--- BEGIN RECORDS PROVIDED ---

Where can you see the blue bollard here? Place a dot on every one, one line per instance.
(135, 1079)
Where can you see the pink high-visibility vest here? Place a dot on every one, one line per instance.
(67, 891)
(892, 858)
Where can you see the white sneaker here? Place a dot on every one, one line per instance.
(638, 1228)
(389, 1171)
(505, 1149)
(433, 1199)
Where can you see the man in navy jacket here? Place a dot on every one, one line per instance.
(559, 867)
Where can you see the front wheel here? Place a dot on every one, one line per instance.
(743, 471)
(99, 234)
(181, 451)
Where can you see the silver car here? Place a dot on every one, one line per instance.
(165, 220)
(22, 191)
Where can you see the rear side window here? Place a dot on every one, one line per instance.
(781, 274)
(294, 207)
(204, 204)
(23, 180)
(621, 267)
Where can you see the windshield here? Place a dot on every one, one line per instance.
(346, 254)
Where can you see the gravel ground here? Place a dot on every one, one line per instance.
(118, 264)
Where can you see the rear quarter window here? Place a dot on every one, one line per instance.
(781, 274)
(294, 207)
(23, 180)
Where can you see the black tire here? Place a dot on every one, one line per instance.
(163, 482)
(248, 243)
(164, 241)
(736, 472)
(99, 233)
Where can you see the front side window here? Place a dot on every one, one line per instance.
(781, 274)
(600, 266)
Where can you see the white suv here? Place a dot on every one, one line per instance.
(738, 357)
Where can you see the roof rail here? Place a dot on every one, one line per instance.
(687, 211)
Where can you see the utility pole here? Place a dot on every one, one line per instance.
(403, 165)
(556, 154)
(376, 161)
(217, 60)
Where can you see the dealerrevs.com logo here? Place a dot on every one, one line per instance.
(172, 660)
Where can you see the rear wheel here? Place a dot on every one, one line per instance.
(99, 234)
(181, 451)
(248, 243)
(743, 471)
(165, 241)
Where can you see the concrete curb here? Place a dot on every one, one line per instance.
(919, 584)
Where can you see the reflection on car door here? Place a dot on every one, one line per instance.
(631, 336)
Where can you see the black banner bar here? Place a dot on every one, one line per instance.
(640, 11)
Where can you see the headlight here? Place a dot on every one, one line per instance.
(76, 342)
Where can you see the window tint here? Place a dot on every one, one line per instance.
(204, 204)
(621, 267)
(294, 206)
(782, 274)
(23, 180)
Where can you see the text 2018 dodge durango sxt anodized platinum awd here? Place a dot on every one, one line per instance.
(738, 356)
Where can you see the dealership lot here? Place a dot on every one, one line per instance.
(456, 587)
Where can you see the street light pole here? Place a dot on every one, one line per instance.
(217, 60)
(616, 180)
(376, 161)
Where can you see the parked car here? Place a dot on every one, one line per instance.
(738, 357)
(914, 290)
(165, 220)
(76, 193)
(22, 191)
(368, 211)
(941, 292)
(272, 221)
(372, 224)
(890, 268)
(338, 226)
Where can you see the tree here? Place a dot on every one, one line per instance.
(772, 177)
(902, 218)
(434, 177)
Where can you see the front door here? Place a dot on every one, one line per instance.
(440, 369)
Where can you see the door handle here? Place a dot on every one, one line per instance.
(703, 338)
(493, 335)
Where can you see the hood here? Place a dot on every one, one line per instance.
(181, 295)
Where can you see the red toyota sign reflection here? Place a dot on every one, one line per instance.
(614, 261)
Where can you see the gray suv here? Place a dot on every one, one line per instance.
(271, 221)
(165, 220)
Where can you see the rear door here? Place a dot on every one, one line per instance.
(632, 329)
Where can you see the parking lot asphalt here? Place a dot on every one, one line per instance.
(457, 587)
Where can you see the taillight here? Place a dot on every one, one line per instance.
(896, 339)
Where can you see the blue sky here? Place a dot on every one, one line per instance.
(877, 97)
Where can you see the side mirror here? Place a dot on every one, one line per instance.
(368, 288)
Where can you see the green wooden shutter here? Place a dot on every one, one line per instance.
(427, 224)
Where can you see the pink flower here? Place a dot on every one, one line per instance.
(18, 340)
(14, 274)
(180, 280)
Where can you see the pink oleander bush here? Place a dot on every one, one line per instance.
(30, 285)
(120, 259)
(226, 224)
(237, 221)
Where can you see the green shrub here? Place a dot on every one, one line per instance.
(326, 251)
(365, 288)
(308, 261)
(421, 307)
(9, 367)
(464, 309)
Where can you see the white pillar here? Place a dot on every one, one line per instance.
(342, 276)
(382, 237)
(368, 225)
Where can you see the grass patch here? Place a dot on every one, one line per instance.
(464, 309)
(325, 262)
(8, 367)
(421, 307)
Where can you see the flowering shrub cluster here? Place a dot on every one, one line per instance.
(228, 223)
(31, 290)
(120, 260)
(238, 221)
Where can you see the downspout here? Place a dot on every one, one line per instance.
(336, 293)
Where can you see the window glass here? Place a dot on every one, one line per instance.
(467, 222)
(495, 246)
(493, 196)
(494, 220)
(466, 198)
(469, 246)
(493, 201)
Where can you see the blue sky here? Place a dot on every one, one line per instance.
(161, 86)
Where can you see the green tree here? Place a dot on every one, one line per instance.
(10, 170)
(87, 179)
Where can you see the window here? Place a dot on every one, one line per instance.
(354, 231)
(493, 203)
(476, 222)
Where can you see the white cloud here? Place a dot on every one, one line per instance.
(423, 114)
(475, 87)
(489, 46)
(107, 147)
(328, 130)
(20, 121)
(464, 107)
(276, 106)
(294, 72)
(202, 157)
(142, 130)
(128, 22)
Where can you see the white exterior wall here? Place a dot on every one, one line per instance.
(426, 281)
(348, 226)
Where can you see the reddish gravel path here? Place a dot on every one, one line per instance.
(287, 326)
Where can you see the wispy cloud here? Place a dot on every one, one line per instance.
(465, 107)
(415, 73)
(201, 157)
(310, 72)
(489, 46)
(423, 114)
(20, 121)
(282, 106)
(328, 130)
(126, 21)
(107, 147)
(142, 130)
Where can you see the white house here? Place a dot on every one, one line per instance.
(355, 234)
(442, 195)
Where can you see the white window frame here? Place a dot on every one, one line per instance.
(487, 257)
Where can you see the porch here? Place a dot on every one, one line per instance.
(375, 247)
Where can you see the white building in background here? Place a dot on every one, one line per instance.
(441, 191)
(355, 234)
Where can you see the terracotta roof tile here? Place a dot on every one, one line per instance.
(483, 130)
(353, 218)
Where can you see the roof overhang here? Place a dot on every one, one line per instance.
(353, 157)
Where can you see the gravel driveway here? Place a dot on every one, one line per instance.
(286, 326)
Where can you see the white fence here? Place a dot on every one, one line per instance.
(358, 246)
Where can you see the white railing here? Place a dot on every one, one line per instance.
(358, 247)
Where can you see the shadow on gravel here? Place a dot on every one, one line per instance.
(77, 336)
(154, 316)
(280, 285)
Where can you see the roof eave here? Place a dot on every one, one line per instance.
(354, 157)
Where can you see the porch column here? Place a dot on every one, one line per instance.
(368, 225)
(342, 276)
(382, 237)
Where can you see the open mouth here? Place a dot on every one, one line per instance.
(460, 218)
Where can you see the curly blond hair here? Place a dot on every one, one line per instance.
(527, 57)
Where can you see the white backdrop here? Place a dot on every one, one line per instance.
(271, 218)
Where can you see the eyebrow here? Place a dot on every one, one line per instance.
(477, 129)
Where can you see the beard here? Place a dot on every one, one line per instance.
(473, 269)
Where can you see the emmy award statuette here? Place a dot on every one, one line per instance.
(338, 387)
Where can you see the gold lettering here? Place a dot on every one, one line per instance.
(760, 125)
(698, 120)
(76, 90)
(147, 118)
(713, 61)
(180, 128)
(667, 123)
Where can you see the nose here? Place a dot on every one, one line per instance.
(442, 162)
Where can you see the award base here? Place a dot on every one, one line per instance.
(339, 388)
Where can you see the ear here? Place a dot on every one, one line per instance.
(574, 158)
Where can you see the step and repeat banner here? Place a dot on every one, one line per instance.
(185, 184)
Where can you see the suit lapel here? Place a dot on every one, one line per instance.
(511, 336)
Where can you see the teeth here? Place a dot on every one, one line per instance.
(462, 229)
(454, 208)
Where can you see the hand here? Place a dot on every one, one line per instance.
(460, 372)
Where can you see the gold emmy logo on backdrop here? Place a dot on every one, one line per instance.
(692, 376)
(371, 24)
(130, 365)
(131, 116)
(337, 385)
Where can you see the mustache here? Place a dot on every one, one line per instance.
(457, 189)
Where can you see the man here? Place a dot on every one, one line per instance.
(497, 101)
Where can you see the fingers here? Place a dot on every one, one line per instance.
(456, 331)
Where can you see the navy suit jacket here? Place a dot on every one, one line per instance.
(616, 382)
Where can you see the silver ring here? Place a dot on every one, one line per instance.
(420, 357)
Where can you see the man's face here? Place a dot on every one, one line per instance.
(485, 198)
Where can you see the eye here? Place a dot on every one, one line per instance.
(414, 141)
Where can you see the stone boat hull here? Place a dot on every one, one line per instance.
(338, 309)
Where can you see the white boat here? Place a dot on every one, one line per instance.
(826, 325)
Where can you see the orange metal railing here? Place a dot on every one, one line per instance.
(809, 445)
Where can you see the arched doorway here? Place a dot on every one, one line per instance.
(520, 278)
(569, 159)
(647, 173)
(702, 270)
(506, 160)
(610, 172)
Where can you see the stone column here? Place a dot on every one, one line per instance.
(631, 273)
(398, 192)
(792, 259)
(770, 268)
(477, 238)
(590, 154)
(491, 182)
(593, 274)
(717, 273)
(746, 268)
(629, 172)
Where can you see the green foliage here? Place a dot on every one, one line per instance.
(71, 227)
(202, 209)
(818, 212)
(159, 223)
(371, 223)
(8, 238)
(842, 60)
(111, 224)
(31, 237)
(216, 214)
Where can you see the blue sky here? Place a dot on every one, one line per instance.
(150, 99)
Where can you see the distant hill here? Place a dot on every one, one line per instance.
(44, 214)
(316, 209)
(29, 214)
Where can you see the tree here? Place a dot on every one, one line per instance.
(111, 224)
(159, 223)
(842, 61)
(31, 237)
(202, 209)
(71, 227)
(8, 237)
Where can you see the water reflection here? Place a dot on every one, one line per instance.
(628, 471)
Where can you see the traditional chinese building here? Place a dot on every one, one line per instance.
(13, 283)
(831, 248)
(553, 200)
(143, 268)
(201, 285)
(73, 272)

--- END RECORDS PROVIDED ---

* WHAT YOU ARE ASKED TO DO:
Nothing but the lines from the line with "Where can you see the mustache" to the last line of the listing above should appear; please retype them exactly, both ends included.

* RESPONSE TO THIS TASK:
Where can you see the mustache here? Place a dot on every one, one line per instance.
(457, 189)
Where can you see the man here? Place a dot on every one, one line per instance.
(497, 101)
Where can you see the fingers here? Place a dot on every one, one line per instance.
(456, 331)
Where can you see the navy suit jacket here? Place a dot on every one, one line per instance.
(616, 382)
Where can you see the silver ring here? Place a dot on every one, one line per instance.
(420, 357)
Where can you see the man's face here? Place a dot on every one, one line per instance.
(485, 198)
Where can you see the eye here? Place a dot on every one, one line per instance.
(414, 141)
Where can you see the stone boat hull here? Place a dot on every one, one line per instance.
(338, 309)
Where can you see the white boat here? Place a dot on every one, one line per instance.
(826, 325)
Where can you see the orange metal railing here? Place a dot on every one, one line per instance.
(809, 445)
Where can you see the arched doorway here? Place a dot on every one, one line per instance.
(520, 278)
(569, 159)
(647, 173)
(702, 270)
(506, 160)
(610, 172)
Where can you see the stone column here? Place a dot on every one, one line per instance.
(631, 273)
(398, 192)
(792, 259)
(770, 268)
(477, 238)
(590, 154)
(491, 182)
(593, 274)
(717, 273)
(746, 268)
(629, 172)
Where can you see the green foliage here? Place a dot on every one, one line per instance.
(71, 227)
(202, 209)
(818, 212)
(159, 223)
(371, 223)
(8, 238)
(842, 60)
(111, 224)
(31, 237)
(216, 214)
Where can you see the blue sky here? Place a dot on every one, one line per instance.
(150, 99)
Where can you see the distant hill here? Place a dot on every one, one line per instance.
(44, 214)
(316, 209)
(29, 214)
Where can you see the tree here? Place a dot on every one, one line per instance.
(111, 224)
(159, 223)
(842, 61)
(31, 237)
(202, 209)
(71, 227)
(8, 237)
Where can you see the water reflection here? Place a dot on every one, one line per instance.
(628, 471)
Where can you see the traditional chinese building here? Place a dot on every one, one line per instance.
(13, 283)
(831, 248)
(553, 200)
(143, 268)
(201, 285)
(73, 272)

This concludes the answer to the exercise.